◆ Task:
Number every line of the records below as a list, skipping blank lines.

◆ Stored rows:

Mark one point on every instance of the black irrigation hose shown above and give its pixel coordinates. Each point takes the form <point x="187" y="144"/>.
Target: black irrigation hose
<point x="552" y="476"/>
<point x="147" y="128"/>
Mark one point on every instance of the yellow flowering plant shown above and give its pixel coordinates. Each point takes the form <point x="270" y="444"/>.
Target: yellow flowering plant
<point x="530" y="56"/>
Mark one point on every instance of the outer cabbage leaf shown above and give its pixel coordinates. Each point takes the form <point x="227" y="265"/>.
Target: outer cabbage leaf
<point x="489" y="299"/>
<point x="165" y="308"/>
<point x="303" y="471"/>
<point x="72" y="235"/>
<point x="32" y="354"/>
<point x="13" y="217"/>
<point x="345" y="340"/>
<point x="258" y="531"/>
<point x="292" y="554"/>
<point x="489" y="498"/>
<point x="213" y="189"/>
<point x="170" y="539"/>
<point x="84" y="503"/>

◆ Right answer:
1. Mark one point on every instance of the black irrigation hose shown above and give its pixel coordinates. Each point takes the form <point x="187" y="144"/>.
2. Target: black irrigation hose
3. <point x="552" y="476"/>
4. <point x="147" y="128"/>
5. Mark one point on every instance of the yellow flowering plant shown above and give its pixel coordinates. Each point takes the form <point x="270" y="444"/>.
6. Target: yellow flowering plant
7. <point x="530" y="56"/>
8. Mark one point on every instance of the outer cabbage leaf shown above and give its pixel coordinates. Each point takes the form <point x="227" y="265"/>.
9. Target: outer cabbage leaf
10. <point x="489" y="299"/>
11. <point x="165" y="308"/>
12. <point x="303" y="471"/>
13. <point x="72" y="235"/>
14. <point x="32" y="354"/>
15. <point x="13" y="217"/>
16. <point x="345" y="340"/>
17. <point x="258" y="531"/>
18. <point x="292" y="554"/>
19. <point x="489" y="498"/>
20. <point x="213" y="189"/>
21. <point x="170" y="539"/>
22. <point x="84" y="503"/>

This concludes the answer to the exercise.